I got the idea to read my story to my mother whose eyesight was failing. All along the way, I watched her face responding to all the ups and downs with Adelaide. Mom gave minor suggestions. She fell in love with the story. I will always have that memory of her face, how her lips would pucker, eyes twinkling as she raised her hand to her chin and held it there. We almost reached the last chapter! But on May 31, she took a fall, bled internally, got sepsis and died in the space of four days.

I went into shock. My writing evaporated; the faucet broke. I knew grief took awhile, but when I was still depressed three months later, I got help. I joined a Grief Share class at my church. This was so wonderful, I took a baby step.

I forced myself to take another writing class, knowing Mom would want me to finish my story.. Though it was mechanical, I somehow managed to write the chapter about Adelaide being in the morgue at St. Mary’s Hospital and how this affected her. The class thought it was tantalizingly gross and shocking and loved it. I was so surprised!

Three months later, and nearly nine months to the day of my mom’s death, the sky opened and I was able to write again, like a flowing river. Not unlike a baby, new life! Another friend recommended I hire the service of a professional publisher, and through Wheatmark of Tucson, I purchased the services of a successful New York editor. Putting her advice into action gave my story polish and refinery.

EXERCISE GOAL ▸ In the account of grief and writing, what did the writer join at church after still being depressed three months later?

EXTRACTED RECORDS ▸
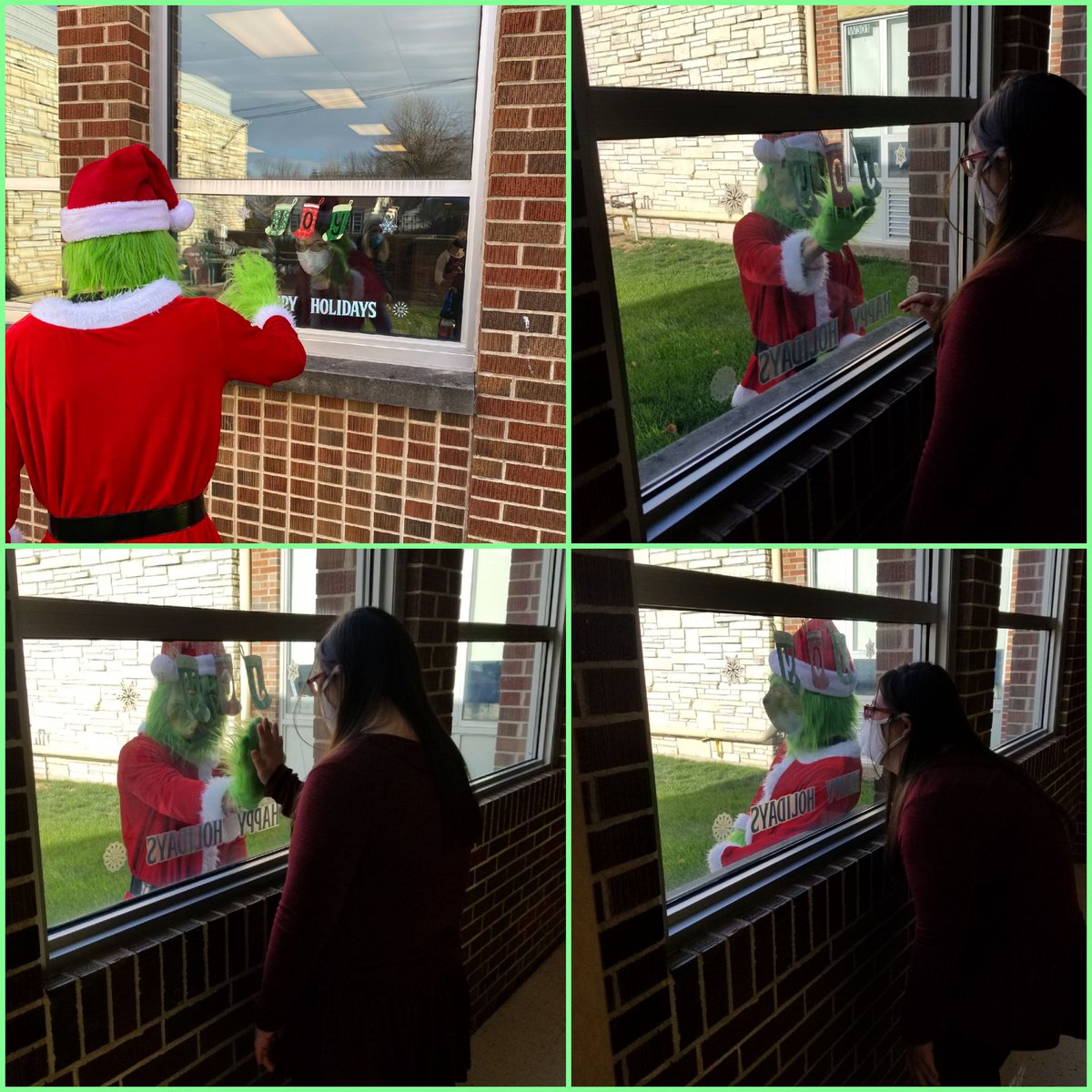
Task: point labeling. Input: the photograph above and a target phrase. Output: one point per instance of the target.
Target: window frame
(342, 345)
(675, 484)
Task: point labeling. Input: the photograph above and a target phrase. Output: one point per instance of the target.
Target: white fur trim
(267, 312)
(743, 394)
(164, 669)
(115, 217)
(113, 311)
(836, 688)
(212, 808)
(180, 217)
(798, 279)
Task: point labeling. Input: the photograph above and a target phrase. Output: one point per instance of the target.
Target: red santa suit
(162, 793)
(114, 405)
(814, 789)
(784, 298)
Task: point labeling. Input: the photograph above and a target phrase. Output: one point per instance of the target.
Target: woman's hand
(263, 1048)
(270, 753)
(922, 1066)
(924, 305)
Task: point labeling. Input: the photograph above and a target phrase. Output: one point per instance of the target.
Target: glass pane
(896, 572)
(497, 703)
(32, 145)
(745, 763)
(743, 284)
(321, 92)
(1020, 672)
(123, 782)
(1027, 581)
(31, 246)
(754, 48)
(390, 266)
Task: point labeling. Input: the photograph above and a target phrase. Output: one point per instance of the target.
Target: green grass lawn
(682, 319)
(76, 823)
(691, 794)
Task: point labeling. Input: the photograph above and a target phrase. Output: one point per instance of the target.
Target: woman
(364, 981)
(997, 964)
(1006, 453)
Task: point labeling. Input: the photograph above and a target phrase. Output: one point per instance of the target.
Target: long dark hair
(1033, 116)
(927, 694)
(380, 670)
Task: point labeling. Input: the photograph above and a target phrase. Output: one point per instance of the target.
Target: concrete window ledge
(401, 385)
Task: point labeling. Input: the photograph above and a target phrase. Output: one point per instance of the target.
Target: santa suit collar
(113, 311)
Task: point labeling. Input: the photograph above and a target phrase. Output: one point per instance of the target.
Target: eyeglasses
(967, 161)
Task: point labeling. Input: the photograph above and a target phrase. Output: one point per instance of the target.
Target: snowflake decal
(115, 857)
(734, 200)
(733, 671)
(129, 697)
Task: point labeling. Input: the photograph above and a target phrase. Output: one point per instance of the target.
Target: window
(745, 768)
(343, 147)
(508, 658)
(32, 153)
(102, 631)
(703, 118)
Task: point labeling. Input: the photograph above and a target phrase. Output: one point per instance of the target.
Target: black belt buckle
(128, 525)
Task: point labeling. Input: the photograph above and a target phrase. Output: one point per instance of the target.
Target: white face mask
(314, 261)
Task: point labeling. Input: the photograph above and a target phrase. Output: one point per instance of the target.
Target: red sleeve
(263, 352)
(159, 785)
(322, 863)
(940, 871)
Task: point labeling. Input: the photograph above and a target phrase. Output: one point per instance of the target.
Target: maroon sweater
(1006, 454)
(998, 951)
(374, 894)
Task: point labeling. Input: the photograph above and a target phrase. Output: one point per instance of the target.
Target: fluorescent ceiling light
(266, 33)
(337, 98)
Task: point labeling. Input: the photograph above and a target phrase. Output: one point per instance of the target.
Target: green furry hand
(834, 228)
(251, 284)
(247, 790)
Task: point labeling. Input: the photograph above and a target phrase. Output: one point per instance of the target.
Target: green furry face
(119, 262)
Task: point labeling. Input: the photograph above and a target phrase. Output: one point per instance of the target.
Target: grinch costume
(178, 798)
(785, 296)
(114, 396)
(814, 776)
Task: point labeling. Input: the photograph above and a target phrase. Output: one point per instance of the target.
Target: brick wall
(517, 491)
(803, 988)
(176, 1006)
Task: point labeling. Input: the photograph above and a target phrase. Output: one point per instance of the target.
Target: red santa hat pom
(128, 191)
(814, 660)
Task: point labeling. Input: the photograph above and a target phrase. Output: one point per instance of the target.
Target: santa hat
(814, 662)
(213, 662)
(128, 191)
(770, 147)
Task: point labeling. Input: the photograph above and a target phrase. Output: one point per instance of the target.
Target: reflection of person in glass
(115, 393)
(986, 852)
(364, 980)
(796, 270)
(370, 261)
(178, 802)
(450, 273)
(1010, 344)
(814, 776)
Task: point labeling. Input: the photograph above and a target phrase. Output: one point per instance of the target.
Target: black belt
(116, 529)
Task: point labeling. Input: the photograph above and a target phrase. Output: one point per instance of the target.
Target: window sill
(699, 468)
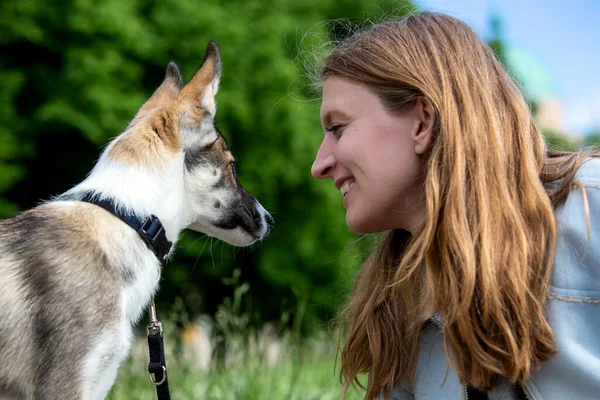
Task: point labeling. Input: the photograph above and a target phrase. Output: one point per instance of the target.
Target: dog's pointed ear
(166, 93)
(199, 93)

RESULT FOR THIS EXERCISE ▸ A Grief Share class.